(Natural-language object grounding data)
# # # #
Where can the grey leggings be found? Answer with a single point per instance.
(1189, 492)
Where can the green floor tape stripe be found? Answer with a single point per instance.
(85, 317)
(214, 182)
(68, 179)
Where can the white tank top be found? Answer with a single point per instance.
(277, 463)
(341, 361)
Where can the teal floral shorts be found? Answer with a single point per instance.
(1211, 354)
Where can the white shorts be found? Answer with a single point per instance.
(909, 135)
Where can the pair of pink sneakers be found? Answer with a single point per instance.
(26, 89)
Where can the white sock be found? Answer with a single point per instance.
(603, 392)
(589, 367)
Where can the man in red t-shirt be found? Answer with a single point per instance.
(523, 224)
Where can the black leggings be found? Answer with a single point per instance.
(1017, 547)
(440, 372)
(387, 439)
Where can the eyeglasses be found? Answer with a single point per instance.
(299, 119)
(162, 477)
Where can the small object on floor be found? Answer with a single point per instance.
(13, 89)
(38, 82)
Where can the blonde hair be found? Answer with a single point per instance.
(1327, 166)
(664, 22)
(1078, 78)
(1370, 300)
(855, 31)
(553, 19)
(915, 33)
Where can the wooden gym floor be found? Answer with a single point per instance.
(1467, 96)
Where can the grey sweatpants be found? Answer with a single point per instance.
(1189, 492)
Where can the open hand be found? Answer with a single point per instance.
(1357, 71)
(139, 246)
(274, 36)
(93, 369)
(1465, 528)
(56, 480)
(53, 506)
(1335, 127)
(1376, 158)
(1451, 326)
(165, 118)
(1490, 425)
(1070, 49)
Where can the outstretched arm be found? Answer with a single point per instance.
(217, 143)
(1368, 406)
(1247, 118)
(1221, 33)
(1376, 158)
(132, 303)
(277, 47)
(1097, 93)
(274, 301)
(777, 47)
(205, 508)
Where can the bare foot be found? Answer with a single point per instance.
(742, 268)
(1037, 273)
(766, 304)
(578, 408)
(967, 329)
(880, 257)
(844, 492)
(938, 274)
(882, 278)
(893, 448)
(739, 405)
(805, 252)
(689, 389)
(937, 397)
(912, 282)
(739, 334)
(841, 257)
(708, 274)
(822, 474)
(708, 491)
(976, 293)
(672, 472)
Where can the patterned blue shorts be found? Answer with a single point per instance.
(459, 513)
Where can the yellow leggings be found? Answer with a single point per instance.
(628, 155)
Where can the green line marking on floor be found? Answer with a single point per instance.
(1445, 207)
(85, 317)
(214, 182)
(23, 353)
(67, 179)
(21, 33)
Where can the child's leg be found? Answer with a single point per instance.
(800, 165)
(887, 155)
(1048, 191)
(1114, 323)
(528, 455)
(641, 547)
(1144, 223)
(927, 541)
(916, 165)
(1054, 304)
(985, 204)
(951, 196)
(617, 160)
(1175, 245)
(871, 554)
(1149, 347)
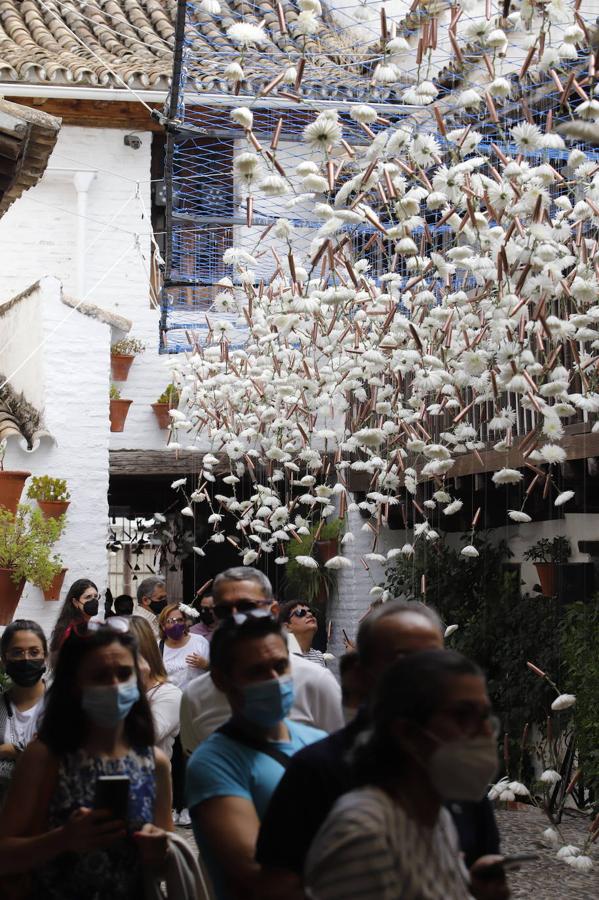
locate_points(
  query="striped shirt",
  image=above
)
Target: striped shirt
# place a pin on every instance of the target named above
(369, 849)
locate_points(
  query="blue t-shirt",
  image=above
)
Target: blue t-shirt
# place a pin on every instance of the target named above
(222, 767)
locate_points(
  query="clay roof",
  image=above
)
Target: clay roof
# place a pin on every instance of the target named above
(27, 138)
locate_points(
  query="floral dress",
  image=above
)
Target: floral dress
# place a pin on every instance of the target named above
(110, 874)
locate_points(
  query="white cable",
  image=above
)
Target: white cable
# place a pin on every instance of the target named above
(73, 309)
(93, 53)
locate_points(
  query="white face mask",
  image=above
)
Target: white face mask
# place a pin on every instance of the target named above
(463, 769)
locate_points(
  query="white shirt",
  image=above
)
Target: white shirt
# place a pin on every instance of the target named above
(24, 725)
(165, 703)
(174, 659)
(317, 702)
(369, 848)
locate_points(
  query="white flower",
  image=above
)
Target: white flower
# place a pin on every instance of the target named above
(363, 113)
(563, 498)
(564, 701)
(243, 116)
(550, 836)
(246, 34)
(518, 789)
(507, 476)
(552, 454)
(516, 515)
(470, 551)
(453, 507)
(550, 776)
(581, 863)
(339, 562)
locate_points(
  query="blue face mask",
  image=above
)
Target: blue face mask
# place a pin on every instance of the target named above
(268, 702)
(107, 706)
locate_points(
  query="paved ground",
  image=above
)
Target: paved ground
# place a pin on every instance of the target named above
(548, 878)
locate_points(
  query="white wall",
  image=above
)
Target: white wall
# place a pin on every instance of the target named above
(73, 380)
(39, 236)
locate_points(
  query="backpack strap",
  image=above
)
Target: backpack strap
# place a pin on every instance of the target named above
(230, 730)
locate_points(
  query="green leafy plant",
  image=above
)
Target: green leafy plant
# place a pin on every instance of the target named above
(170, 395)
(127, 347)
(43, 487)
(558, 550)
(580, 638)
(26, 539)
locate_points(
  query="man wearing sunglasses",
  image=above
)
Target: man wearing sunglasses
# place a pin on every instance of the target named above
(299, 620)
(317, 696)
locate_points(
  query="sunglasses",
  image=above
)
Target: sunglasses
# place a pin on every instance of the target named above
(224, 610)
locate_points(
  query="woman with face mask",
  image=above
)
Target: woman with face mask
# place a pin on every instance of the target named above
(23, 652)
(81, 603)
(433, 741)
(97, 723)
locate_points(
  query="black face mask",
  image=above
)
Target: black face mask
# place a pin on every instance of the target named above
(206, 615)
(91, 607)
(157, 606)
(25, 672)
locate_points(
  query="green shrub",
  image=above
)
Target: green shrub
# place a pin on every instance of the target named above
(43, 487)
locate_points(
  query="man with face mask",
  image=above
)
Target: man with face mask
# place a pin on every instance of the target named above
(231, 775)
(319, 775)
(151, 600)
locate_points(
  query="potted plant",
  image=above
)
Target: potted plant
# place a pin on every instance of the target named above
(326, 543)
(122, 354)
(169, 399)
(548, 556)
(118, 409)
(53, 592)
(26, 539)
(52, 495)
(11, 482)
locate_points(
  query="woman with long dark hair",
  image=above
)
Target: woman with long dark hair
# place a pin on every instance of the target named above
(97, 723)
(23, 654)
(81, 603)
(433, 741)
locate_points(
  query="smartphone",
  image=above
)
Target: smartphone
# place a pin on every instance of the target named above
(511, 861)
(112, 793)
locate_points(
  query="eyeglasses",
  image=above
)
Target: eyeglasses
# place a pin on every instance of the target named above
(471, 720)
(29, 653)
(224, 610)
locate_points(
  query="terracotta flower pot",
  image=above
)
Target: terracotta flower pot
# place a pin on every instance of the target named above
(10, 594)
(548, 576)
(118, 414)
(120, 364)
(53, 509)
(11, 488)
(161, 413)
(53, 592)
(326, 550)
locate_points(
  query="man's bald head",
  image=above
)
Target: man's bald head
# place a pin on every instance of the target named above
(393, 630)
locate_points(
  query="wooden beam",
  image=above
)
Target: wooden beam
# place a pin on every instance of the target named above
(155, 462)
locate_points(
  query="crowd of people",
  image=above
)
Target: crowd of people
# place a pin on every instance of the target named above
(134, 719)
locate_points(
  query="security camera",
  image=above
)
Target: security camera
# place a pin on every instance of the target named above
(133, 141)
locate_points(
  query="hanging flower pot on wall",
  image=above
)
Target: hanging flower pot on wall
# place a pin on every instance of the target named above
(11, 488)
(118, 414)
(53, 592)
(10, 594)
# # # #
Search the data above for the word "smartphone" and show every line that has it.

## Solved exercise:
  query="smartphone",
Target: smartphone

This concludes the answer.